Хотя бы во сне...

 Слушая старый диск "Как прекрасен мир", будто бы перенеслась в прошлое. Начинается он песней на слова Евтушенко:
"Когда я на Стромынке
Сквозь тихие снежинки
Шепчу: "Люблю",
Везде звучит, наверно,
"Жё тэм" и "Ке те кьеро",
И "Ай лав ю".
Вспомнилось как у нас с тобой всё начиналось, те времена, когда в самом воздухе было разлито "ай лав ю". Квартира в Нефтяниках, поцелуи в спальне на диване под музыку Тухманова. Пластинка только что вышла (её трудно было достать и из моих знакомых она была только у тебя). Мы ее постоянно крутили. В зале Толик с Сашкой слушают музыку и, стараясь не мешать, почти не заглядывают к нам в комнату. А мы целуемся, не в силах оторваться друг от друг. Как хорошо, что первые любовные опыты у меня связаны с этой красивой музыкой и с этими стихами под стать ей - о любви, о грусти, о хрупкости и быстротечности жизни.
"Жил-был я.
(Стоит ли об этом?)
...
(Молод был и мил).
В порт плыл флот.
(С выигрышным билетом
Жил-был я.)
Вспомнилось, что жил."
Это была самая загадочная и концептуальная песня на диске, на стихи Кирсанова "Строки в скобках". Помню, как Сашка с усмешкой сказал:"Вот послушай внимательно слова. О чем это? Какой-то абсурд, нет никакого смысла." Я была удивлена, потому что думала, что они столько раз слушая пластинку, уже давно расслышали и полюбили всё, о чем там поется. Я-то находилась в настроении той музыки и слов. А что же нравилось им? Музыка? Несколько лет назад, когда узнала, что Толик начал писать стихи, спросила его помнит ли он этот диск и эту песню. Диск помнит, а песню так и не вспомнил. А-а-а! Интересно, что у Тухманова цензура не пропускала именно эту песню, не за концептуальность, а за строчку - "знал соль слёз, пустоту постели". Нельзя было в то время говорить о постели - слишком эротично и пришлось обращаться к Кирсанову с просьбой изменить строку. И на пластинке вместо постели зазвучало - "нежилые стены". Вообщем-то, сегодня диск я стала слушать именно из-за этой песни. У всех нас четверых был тогда свой выигрышный билет и каждый им распорядился по-своему.

* * * *

ЗАДАНИЕ 1 | Запишите дословно отрывок из фрагмента страницы между словами «Вспомнилось как у» и «порт плыл флот.» включительно.
Фрагмент страницы и идущие за ним строки никак не связаны между собой.

* * * *

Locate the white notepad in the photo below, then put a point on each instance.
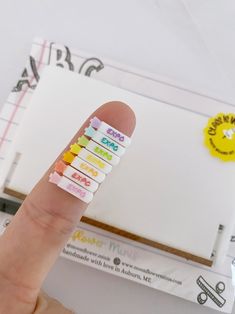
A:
(167, 188)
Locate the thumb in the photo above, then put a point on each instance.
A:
(44, 222)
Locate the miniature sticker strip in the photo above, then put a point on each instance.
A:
(99, 151)
(71, 187)
(88, 161)
(76, 176)
(105, 141)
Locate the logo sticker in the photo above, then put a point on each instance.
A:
(220, 136)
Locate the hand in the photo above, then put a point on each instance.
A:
(42, 226)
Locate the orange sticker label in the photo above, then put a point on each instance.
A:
(220, 136)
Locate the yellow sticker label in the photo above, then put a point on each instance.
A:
(220, 136)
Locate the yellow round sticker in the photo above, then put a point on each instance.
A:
(220, 136)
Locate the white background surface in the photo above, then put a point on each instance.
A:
(188, 42)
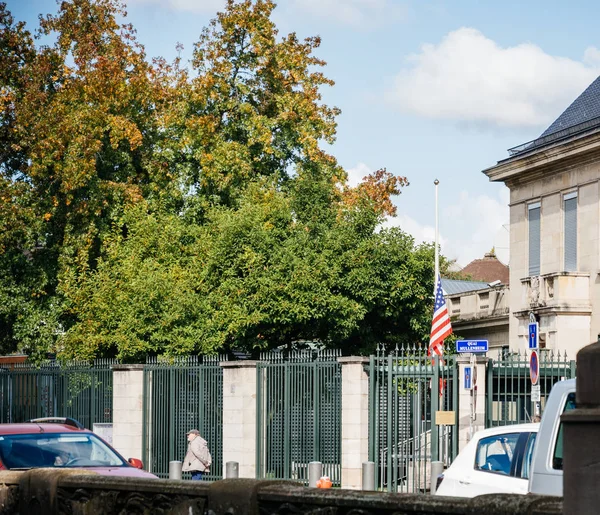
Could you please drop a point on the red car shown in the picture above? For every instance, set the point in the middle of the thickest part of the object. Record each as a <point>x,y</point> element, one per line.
<point>62,443</point>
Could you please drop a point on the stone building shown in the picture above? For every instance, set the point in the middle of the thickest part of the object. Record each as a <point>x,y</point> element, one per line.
<point>555,229</point>
<point>478,306</point>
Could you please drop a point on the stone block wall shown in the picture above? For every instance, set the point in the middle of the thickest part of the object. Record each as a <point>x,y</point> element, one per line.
<point>50,492</point>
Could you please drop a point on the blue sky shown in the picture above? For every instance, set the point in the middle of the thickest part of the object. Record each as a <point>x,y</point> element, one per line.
<point>427,89</point>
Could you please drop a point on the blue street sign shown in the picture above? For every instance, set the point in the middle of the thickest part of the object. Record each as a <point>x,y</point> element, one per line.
<point>534,367</point>
<point>471,346</point>
<point>468,378</point>
<point>533,335</point>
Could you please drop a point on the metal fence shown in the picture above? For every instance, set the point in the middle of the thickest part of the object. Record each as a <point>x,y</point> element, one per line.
<point>509,385</point>
<point>406,390</point>
<point>299,412</point>
<point>80,390</point>
<point>179,396</point>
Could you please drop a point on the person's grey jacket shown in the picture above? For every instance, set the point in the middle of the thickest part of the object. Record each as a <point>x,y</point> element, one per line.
<point>197,456</point>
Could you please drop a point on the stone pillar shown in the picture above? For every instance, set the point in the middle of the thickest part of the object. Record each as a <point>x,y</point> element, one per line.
<point>239,416</point>
<point>581,452</point>
<point>128,416</point>
<point>478,394</point>
<point>355,420</point>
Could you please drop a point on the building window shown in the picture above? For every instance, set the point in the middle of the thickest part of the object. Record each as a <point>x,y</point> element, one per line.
<point>534,212</point>
<point>570,207</point>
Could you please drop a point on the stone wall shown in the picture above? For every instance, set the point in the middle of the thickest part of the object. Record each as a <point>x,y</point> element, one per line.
<point>46,491</point>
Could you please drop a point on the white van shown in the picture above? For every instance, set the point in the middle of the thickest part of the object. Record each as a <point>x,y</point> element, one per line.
<point>546,472</point>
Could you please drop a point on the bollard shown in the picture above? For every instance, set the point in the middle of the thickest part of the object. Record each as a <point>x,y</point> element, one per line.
<point>368,475</point>
<point>175,469</point>
<point>232,470</point>
<point>315,471</point>
<point>437,469</point>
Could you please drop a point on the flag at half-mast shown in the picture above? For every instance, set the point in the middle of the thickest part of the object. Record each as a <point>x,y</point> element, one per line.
<point>440,326</point>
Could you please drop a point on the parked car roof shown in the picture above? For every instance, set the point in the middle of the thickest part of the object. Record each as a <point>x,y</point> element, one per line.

* * * *

ЗАДАНИЕ 2 | Извлеките без изменений из строк, а не из фрагмента страницы, участок между строкой с «Locate the yellow sticker» и строкой с «<point>478,306</point>» включительно. Изображения в ответ не включайте.

РЕЗУЛЬТАТ 1 |
Вспомнилось как у нас с тобой всё начиналось, те времена, когда в самом воздухе было разлито "ай лав ю". Квартира в Нефтяниках, поцелуи в спальне на диване под музыку Тухманова. Пластинка только что вышла (её трудно было достать и из моих знакомых она была только у тебя). Мы ее постоянно крутили. В зале Толик с Сашкой слушают музыку и, стараясь не мешать, почти не заглядывают к нам в комнату. А мы целуемся, не в силах оторваться друг от друг. Как хорошо, что первые любовные опыты у меня связаны с этой красивой музыкой и с этими стихами под стать ей - о любви, о грусти, о хрупкости и быстротечности жизни.
"Жил-был я.
(Стоит ли об этом?)
...
(Молод был и мил).
В порт плыл флот.

РЕЗУЛЬТАТ 2 |
Locate the yellow sticker label in the photo above, then put a point on each instance.
A:
(220, 136)
Locate the yellow round sticker in the photo above, then put a point on each instance.
A:
(220, 136)
Locate the white background surface in the photo above, then put a point on each instance.
A:
(188, 42)
Could you please drop a point on the red car shown in the picture above? For every instance, set the point in the middle of the thickest part of the object. Record each as a <point>x,y</point> element, one per line.
<point>62,443</point>
Could you please drop a point on the stone building shown in the picture above? For every instance, set the point in the middle of the thickest part of the object. Record each as a <point>x,y</point> element, one per line.
<point>555,229</point>
<point>478,306</point>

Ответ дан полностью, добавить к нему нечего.